● Data:
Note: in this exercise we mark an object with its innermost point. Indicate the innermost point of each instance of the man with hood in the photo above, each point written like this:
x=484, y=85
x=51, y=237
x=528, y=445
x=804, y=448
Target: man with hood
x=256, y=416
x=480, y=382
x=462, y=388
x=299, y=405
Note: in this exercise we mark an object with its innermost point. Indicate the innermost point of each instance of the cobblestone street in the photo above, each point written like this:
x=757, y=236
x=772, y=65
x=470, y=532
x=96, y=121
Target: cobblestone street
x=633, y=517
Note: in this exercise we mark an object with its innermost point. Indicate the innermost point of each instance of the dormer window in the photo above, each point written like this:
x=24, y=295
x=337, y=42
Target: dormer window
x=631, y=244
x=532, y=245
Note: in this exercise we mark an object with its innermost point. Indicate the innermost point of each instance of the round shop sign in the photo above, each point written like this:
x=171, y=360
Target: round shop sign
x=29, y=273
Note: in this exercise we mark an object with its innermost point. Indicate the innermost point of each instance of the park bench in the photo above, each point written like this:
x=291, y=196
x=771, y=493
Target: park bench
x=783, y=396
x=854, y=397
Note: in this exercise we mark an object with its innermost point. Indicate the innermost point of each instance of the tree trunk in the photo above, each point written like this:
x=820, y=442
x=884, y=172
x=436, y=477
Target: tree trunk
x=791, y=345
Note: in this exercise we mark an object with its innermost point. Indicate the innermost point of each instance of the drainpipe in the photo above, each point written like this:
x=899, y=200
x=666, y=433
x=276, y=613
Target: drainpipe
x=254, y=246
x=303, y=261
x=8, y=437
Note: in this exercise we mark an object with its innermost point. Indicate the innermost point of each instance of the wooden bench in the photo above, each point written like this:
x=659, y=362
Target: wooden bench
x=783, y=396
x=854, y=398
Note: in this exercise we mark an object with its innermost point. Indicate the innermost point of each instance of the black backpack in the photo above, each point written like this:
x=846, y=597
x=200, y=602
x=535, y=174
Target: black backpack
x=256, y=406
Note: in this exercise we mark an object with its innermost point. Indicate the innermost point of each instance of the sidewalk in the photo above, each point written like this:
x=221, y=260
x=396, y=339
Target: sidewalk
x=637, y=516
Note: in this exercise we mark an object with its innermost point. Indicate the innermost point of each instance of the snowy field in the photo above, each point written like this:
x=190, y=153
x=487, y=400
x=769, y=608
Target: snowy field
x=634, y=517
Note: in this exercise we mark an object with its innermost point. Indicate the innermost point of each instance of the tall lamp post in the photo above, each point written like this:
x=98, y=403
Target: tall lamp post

● Task description:
Reproduce each entry above without a single difference.

● Output of the exercise:
Note: in this exercise we mark an object with its innermost point. Indicate the innermost point of each instance of the man with hood in the photo above, each point written like this:
x=484, y=85
x=51, y=237
x=528, y=445
x=804, y=448
Target: man with hood
x=256, y=416
x=480, y=382
x=462, y=388
x=299, y=405
Note: in this exercise we mark an object with its innermost point. Indicate the innermost point of each instance of the cobblestone street in the photo above, each point written like this:
x=757, y=236
x=772, y=65
x=470, y=532
x=96, y=121
Target: cobblestone street
x=633, y=517
Note: in this exercise we mark an object with its innermost point. Indicate the innermost point of each instance of the dormer window in the photo above, each point written like this:
x=24, y=295
x=337, y=42
Target: dormer window
x=631, y=244
x=532, y=245
Note: in this exercise we mark an object with its innermost point. Indicate the innermost point of each instance of the round shop sign in the photo above, each point written like this:
x=171, y=360
Target: round shop sign
x=29, y=273
Note: in this exercise we mark an object with its innermost point. Indicate the innermost point of each instance of the park bench in the photo above, each point written like this:
x=291, y=196
x=771, y=493
Target: park bench
x=783, y=396
x=854, y=397
Note: in this exercise we mark an object with its innermost point. Indicate the innermost point of each instance of the tree trunk in the photo above, each point written like this:
x=820, y=442
x=884, y=172
x=436, y=477
Target: tree trunk
x=791, y=345
Note: in this exercise we mark an object with its innermost point. Indicate the innermost point of each instance of the drainpipe in the photo above, each point written like this:
x=899, y=200
x=666, y=433
x=276, y=613
Target: drainpipe
x=254, y=246
x=303, y=261
x=8, y=437
Note: in this exercise we mark an object with its innermost point. Indicate the innermost point of each instance of the wooden bench in the photo above, each point written like this:
x=659, y=362
Target: wooden bench
x=783, y=396
x=854, y=398
Note: in this exercise we mark an object with its innermost point. Indicate the innermost point of each instance of the black backpack in the photo above, each point written like this:
x=846, y=597
x=200, y=602
x=535, y=174
Target: black backpack
x=256, y=406
Note: in this exercise we mark an object with its innermost point. Indicate the innermost point of each instance of the sidewalk in the photo above, each point written like this:
x=221, y=260
x=396, y=339
Target: sidewalk
x=637, y=516
Note: in this exercise we mark an object with its innermost point. Indicate the innermost point of each instance of the snowy field in the photo above, each point written like this:
x=190, y=153
x=487, y=400
x=769, y=608
Target: snowy field
x=634, y=517
Note: in this exercise we mark an object with its innermost point. Indicate the innermost point of each instance of the tall lamp post in the photo above, each point written like this:
x=98, y=403
Target: tall lamp post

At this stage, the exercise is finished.